=== DIRECTIONS FOR THIS TASK ===
Give the number of lines below that contain the string "tree", and no other text.

=== INPUT FOR THIS TASK ===
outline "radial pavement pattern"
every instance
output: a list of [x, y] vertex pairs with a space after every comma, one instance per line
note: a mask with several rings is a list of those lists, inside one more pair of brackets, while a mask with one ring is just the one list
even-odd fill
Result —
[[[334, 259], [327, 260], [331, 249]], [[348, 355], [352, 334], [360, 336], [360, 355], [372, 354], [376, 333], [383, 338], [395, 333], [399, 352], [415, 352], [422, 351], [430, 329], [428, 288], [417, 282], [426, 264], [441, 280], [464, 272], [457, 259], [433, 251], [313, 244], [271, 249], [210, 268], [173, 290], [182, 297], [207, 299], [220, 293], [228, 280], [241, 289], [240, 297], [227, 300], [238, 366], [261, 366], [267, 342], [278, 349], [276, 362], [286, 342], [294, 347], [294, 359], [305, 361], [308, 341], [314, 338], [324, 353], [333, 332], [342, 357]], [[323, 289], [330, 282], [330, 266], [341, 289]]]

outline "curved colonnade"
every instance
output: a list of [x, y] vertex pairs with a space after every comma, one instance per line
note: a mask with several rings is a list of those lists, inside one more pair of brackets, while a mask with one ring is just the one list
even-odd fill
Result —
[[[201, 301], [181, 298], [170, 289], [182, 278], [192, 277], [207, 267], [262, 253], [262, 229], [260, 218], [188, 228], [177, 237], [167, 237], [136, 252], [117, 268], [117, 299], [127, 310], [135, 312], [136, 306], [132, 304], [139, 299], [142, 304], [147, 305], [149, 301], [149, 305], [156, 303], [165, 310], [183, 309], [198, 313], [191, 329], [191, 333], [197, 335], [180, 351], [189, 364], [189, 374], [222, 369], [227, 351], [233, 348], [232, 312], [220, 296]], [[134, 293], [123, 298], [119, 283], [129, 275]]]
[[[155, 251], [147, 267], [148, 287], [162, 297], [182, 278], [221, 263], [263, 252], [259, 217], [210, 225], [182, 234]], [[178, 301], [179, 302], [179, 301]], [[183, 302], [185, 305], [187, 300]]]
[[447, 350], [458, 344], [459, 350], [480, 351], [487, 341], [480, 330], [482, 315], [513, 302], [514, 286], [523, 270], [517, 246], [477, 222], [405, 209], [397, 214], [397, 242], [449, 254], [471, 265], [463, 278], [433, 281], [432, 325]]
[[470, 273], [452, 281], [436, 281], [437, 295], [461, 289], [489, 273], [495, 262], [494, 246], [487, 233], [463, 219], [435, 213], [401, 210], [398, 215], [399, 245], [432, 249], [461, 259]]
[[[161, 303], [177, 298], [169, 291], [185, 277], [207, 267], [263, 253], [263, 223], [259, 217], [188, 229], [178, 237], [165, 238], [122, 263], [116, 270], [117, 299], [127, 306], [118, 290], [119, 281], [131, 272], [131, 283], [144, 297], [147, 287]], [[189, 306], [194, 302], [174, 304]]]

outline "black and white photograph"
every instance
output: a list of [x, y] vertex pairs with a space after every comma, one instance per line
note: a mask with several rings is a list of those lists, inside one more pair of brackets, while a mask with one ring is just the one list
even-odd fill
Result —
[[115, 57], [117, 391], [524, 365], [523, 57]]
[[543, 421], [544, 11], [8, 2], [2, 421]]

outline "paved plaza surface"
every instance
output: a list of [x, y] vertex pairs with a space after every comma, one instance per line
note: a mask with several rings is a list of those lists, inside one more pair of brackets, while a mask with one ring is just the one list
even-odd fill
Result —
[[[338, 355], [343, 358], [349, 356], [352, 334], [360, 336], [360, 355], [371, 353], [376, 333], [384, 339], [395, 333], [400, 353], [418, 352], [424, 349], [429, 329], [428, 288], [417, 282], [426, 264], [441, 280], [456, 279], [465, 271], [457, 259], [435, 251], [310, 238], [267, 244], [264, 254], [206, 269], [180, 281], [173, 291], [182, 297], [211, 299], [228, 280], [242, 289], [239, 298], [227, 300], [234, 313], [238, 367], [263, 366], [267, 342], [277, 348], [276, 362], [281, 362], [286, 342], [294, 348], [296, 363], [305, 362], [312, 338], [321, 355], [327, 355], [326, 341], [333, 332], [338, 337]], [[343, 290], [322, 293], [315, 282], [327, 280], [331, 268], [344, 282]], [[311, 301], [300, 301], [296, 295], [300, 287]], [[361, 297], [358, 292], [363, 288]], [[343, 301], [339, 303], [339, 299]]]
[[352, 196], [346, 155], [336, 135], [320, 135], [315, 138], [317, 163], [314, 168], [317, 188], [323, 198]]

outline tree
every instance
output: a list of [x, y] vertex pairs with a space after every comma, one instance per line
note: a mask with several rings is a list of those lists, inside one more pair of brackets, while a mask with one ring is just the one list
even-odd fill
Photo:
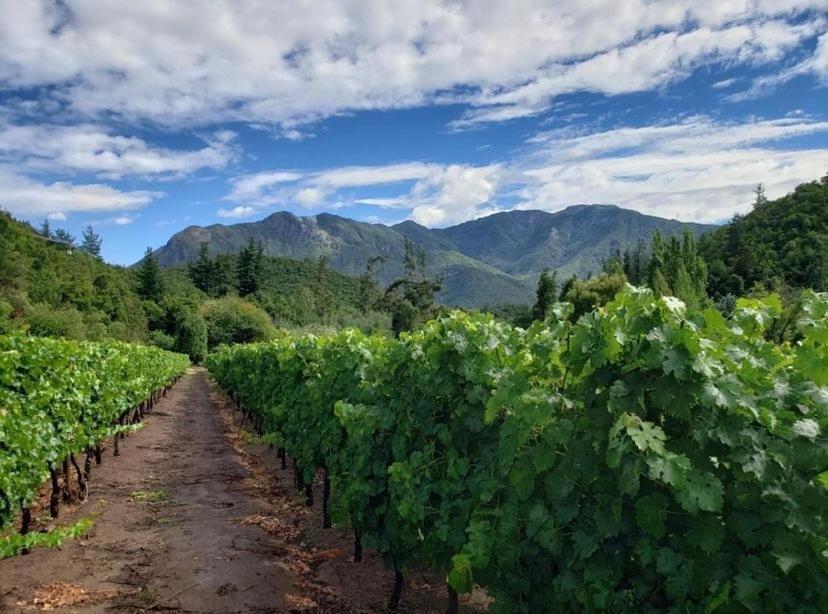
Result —
[[100, 258], [102, 243], [101, 235], [95, 232], [92, 226], [87, 226], [83, 229], [82, 239], [81, 249], [92, 254], [96, 258]]
[[187, 266], [193, 285], [212, 296], [215, 286], [215, 262], [210, 258], [210, 246], [207, 242], [198, 248], [198, 258]]
[[406, 237], [403, 276], [388, 286], [384, 297], [391, 312], [391, 328], [397, 336], [428, 319], [433, 311], [434, 297], [442, 282], [429, 279], [425, 268], [425, 250]]
[[49, 224], [49, 220], [43, 220], [43, 223], [40, 225], [40, 230], [38, 230], [41, 236], [46, 237], [47, 239], [52, 238], [52, 225]]
[[250, 239], [236, 260], [236, 278], [238, 280], [239, 296], [253, 294], [259, 289], [262, 275], [262, 261], [264, 247]]
[[761, 183], [756, 185], [756, 188], [753, 190], [753, 193], [756, 197], [753, 200], [753, 208], [761, 207], [765, 203], [768, 202], [768, 197], [765, 195], [765, 186]]
[[359, 276], [359, 308], [363, 312], [374, 309], [380, 299], [379, 288], [377, 288], [377, 282], [374, 278], [374, 270], [378, 264], [382, 264], [385, 260], [385, 256], [371, 256], [365, 263], [365, 271]]
[[74, 245], [75, 244], [75, 237], [65, 231], [63, 228], [58, 228], [55, 231], [55, 234], [52, 235], [52, 238], [55, 241], [60, 241], [61, 243], [66, 243], [67, 245]]
[[558, 272], [549, 272], [544, 269], [538, 278], [538, 288], [535, 292], [537, 299], [532, 307], [532, 317], [535, 320], [545, 320], [549, 307], [558, 297]]
[[151, 247], [148, 247], [144, 253], [144, 259], [138, 265], [136, 276], [138, 278], [138, 296], [156, 303], [163, 298], [164, 278]]
[[314, 280], [314, 285], [316, 286], [316, 313], [317, 315], [324, 316], [325, 314], [330, 312], [332, 297], [331, 291], [328, 287], [328, 257], [327, 256], [319, 256], [319, 260], [316, 262], [316, 279]]

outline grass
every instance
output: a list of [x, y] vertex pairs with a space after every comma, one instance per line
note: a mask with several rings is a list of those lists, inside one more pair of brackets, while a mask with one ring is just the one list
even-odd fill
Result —
[[131, 501], [143, 503], [167, 503], [172, 501], [172, 495], [165, 489], [161, 490], [133, 490], [129, 498]]

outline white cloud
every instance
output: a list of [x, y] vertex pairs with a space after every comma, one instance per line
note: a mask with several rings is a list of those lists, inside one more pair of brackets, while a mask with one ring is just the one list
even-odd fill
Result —
[[122, 214], [114, 218], [112, 221], [116, 226], [126, 226], [128, 224], [132, 224], [132, 222], [134, 222], [137, 219], [137, 216]]
[[11, 213], [25, 218], [138, 209], [161, 195], [146, 190], [124, 192], [97, 183], [41, 183], [0, 168], [0, 203]]
[[412, 189], [411, 219], [424, 226], [446, 226], [493, 213], [499, 182], [498, 166], [441, 168]]
[[234, 207], [232, 209], [219, 209], [216, 214], [219, 217], [249, 217], [256, 213], [256, 209], [253, 207], [243, 207], [239, 205], [238, 207]]
[[65, 222], [66, 221], [66, 214], [61, 213], [59, 211], [55, 211], [50, 213], [46, 216], [47, 219], [53, 220], [55, 222]]
[[812, 55], [781, 72], [758, 77], [748, 89], [732, 94], [729, 100], [738, 102], [756, 98], [795, 77], [807, 74], [813, 75], [823, 85], [828, 84], [828, 33], [820, 35], [817, 39]]
[[808, 118], [679, 123], [617, 128], [595, 134], [563, 131], [534, 139], [522, 167], [522, 208], [558, 210], [575, 203], [612, 203], [661, 217], [717, 222], [750, 208], [759, 182], [769, 197], [821, 177], [828, 152], [772, 143], [828, 134]]
[[[500, 181], [499, 165], [410, 162], [386, 166], [346, 166], [304, 175], [273, 171], [239, 177], [234, 180], [233, 189], [226, 199], [244, 203], [244, 206], [237, 207], [245, 210], [244, 215], [271, 205], [299, 204], [306, 208], [334, 210], [356, 203], [409, 209], [411, 218], [417, 222], [443, 226], [490, 212], [493, 206], [491, 199]], [[285, 187], [285, 183], [291, 185]], [[359, 196], [359, 188], [375, 186], [396, 189], [398, 195]], [[357, 194], [346, 196], [342, 190], [356, 191]]]
[[325, 193], [319, 188], [302, 188], [296, 193], [296, 202], [304, 207], [318, 205], [325, 198]]
[[126, 175], [183, 175], [231, 162], [234, 134], [216, 133], [198, 150], [154, 147], [136, 137], [110, 134], [94, 125], [3, 125], [0, 123], [0, 161], [26, 171], [92, 173], [108, 178]]
[[117, 8], [0, 0], [0, 86], [50, 86], [87, 116], [279, 124], [286, 138], [353, 110], [461, 100], [480, 107], [455, 126], [463, 127], [537, 112], [563, 92], [638, 91], [705, 63], [777, 61], [824, 33], [814, 17], [824, 8], [824, 0], [318, 0], [313, 10], [255, 0]]

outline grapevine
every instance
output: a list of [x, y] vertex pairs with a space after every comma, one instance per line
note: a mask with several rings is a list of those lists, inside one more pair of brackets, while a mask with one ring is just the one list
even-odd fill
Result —
[[218, 383], [330, 480], [335, 523], [395, 574], [493, 609], [824, 611], [828, 295], [730, 319], [628, 287], [571, 323], [454, 312], [399, 340], [225, 347]]

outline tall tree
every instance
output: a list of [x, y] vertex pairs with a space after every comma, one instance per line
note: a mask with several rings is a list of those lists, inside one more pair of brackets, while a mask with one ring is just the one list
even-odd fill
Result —
[[359, 276], [359, 308], [363, 312], [374, 309], [380, 299], [375, 270], [385, 260], [385, 256], [371, 256], [365, 263], [365, 271]]
[[319, 316], [328, 314], [331, 309], [331, 290], [328, 287], [328, 278], [330, 271], [328, 270], [328, 257], [325, 255], [319, 256], [316, 262], [316, 279], [314, 285], [316, 286], [316, 313]]
[[63, 228], [58, 228], [55, 233], [52, 235], [52, 238], [55, 241], [60, 241], [61, 243], [66, 243], [67, 245], [74, 245], [75, 244], [75, 237], [65, 231]]
[[52, 225], [49, 223], [48, 219], [43, 220], [43, 223], [40, 225], [40, 229], [38, 232], [41, 236], [46, 237], [47, 239], [52, 238]]
[[385, 303], [391, 312], [394, 334], [412, 330], [426, 320], [434, 308], [434, 300], [442, 282], [426, 275], [425, 250], [405, 238], [403, 276], [391, 283], [385, 291]]
[[100, 258], [102, 242], [101, 235], [95, 232], [92, 226], [87, 226], [83, 229], [81, 241], [81, 249], [83, 251], [92, 254], [96, 258]]
[[765, 186], [761, 183], [757, 184], [756, 188], [753, 190], [753, 194], [755, 195], [753, 199], [753, 208], [761, 207], [765, 203], [768, 202], [768, 197], [765, 195]]
[[239, 296], [255, 293], [261, 284], [264, 248], [250, 239], [236, 259], [236, 278]]
[[206, 241], [199, 245], [198, 258], [187, 266], [187, 272], [196, 288], [210, 296], [213, 295], [215, 262], [210, 257], [210, 246]]
[[136, 272], [138, 295], [148, 301], [160, 302], [164, 297], [164, 277], [152, 248], [148, 247]]
[[549, 308], [558, 297], [558, 272], [549, 272], [544, 269], [538, 278], [538, 287], [535, 292], [535, 305], [532, 307], [532, 317], [535, 320], [545, 320]]

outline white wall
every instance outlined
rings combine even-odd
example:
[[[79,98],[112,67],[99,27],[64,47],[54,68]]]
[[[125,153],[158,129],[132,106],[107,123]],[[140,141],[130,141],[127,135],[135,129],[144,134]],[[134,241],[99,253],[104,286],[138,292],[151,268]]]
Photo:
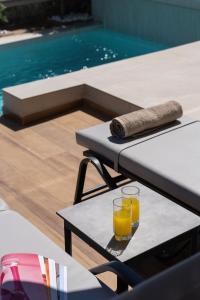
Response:
[[[92,0],[106,28],[166,44],[200,39],[200,0]]]

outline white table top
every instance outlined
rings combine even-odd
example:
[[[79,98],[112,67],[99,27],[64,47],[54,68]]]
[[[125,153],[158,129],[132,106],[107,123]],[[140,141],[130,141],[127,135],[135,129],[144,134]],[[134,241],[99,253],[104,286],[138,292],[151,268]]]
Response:
[[[113,199],[121,196],[120,189],[65,208],[58,215],[122,262],[200,226],[197,215],[137,182],[131,185],[141,191],[140,224],[129,243],[117,242],[113,236]]]

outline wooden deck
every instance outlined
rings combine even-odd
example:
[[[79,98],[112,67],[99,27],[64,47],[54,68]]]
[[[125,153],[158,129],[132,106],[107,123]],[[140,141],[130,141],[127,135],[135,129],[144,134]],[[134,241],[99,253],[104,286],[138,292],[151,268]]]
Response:
[[[25,128],[1,119],[0,197],[62,248],[63,222],[56,211],[73,202],[83,151],[75,131],[107,119],[84,107]],[[93,170],[89,174],[88,185],[101,182]],[[78,238],[73,245],[73,256],[87,268],[104,262]]]

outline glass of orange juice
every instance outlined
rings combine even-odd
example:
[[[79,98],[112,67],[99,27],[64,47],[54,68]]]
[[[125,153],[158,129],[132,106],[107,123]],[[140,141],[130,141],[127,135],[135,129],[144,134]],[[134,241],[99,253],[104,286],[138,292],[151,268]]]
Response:
[[[128,241],[132,236],[131,201],[113,200],[113,231],[117,241]]]
[[[140,189],[137,186],[124,186],[121,188],[124,203],[131,202],[132,226],[137,227],[140,219]]]

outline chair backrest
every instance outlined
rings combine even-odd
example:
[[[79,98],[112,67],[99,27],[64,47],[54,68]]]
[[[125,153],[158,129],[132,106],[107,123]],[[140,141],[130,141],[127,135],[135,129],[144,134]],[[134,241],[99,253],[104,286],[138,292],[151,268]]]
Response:
[[[153,276],[115,300],[200,300],[200,253]]]

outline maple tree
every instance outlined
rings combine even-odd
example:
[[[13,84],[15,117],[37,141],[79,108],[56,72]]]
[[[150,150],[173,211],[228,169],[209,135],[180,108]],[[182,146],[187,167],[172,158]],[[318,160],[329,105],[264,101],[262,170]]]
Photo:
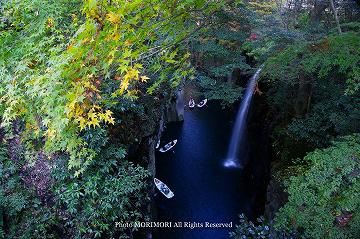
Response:
[[[110,106],[119,98],[135,100],[139,93],[152,94],[163,83],[177,86],[191,76],[186,40],[225,5],[205,0],[5,2],[2,125],[24,120],[24,135],[45,139],[47,152],[68,152],[69,168],[83,172],[96,152],[79,133],[115,124]],[[12,50],[14,42],[22,52]],[[142,86],[146,92],[140,92]]]

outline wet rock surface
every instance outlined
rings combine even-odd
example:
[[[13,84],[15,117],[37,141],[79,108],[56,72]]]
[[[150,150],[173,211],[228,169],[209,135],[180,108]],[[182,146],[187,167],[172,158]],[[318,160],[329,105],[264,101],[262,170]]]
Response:
[[[271,178],[267,187],[266,198],[264,215],[266,219],[272,221],[275,214],[288,200],[288,194],[285,192],[284,186],[274,177]]]

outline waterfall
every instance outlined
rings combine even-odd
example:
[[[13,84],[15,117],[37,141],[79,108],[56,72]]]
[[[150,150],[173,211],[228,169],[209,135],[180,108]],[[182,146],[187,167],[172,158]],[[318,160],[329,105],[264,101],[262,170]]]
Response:
[[[236,123],[232,132],[231,141],[228,149],[227,158],[224,162],[225,167],[229,168],[241,168],[242,162],[238,158],[239,148],[243,144],[245,131],[246,131],[246,119],[250,107],[250,103],[254,94],[256,81],[259,78],[262,66],[251,77],[248,86],[245,91],[244,98],[241,102],[239,111],[236,116]]]

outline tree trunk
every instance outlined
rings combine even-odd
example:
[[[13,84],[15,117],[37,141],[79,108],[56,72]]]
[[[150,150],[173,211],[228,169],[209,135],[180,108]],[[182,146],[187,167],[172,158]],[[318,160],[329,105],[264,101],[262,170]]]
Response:
[[[335,22],[336,22],[336,27],[338,29],[339,34],[341,34],[341,27],[340,27],[340,21],[339,21],[339,17],[335,8],[335,4],[334,4],[334,0],[330,0],[330,5],[331,5],[331,9],[334,13],[334,17],[335,17]]]
[[[294,105],[294,112],[296,117],[303,117],[306,113],[309,112],[312,92],[312,82],[303,72],[300,72]]]
[[[312,24],[319,24],[321,16],[326,9],[327,4],[323,1],[315,0],[314,7],[310,12],[310,20]]]

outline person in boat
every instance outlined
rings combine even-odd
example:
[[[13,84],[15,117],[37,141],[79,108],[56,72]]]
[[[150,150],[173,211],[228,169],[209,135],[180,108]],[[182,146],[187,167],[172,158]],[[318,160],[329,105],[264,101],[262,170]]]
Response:
[[[190,97],[190,100],[189,100],[189,107],[190,108],[193,108],[195,106],[195,101],[192,97]]]
[[[204,100],[202,100],[199,104],[197,104],[197,107],[203,107],[203,106],[205,106],[206,105],[206,103],[207,103],[207,99],[204,99]]]
[[[165,150],[168,150],[171,147],[171,144],[167,144],[164,146]]]
[[[161,191],[163,191],[165,194],[170,193],[170,190],[167,187],[165,187],[165,185],[161,185]]]
[[[171,141],[169,144],[165,145],[165,149],[169,149],[174,146],[174,141]]]

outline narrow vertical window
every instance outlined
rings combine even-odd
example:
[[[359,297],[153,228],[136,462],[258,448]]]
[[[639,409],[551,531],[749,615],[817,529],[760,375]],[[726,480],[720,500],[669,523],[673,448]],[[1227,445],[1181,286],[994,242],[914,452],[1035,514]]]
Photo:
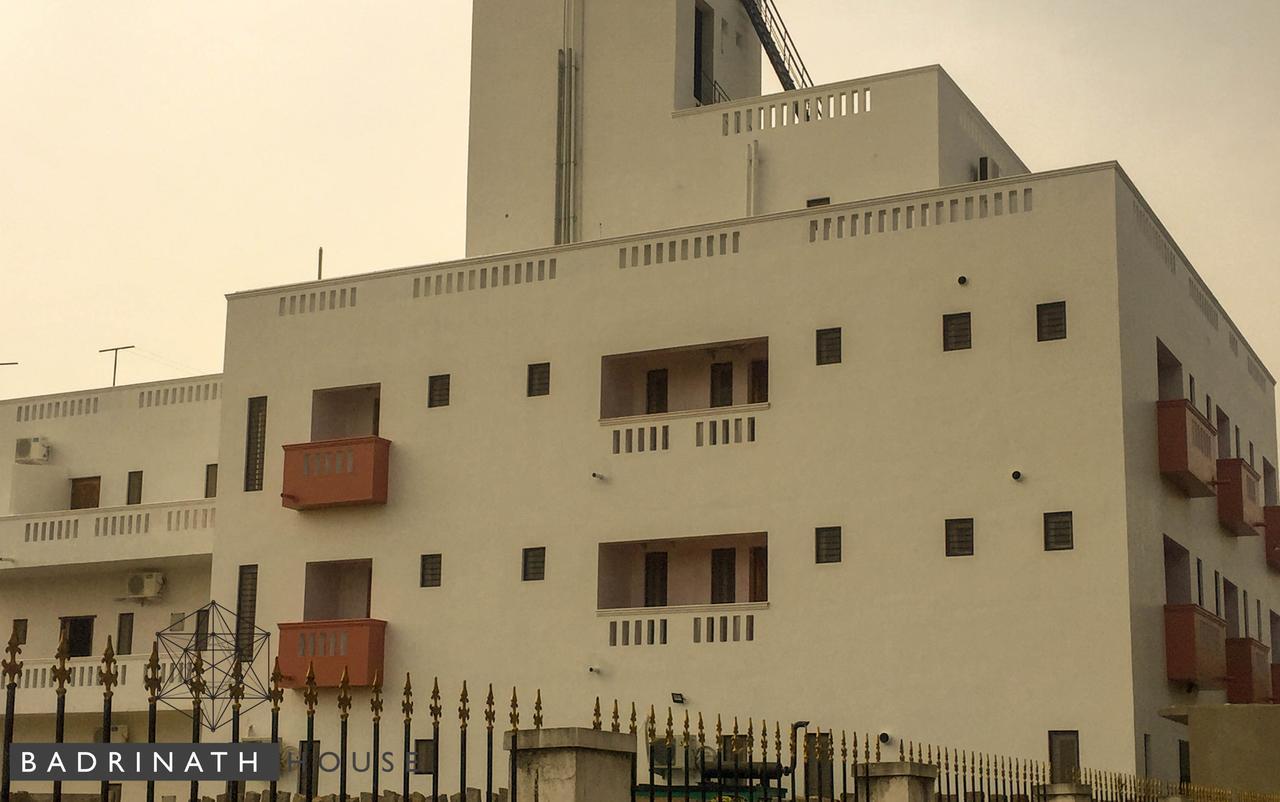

=== ANSWER BOX ===
4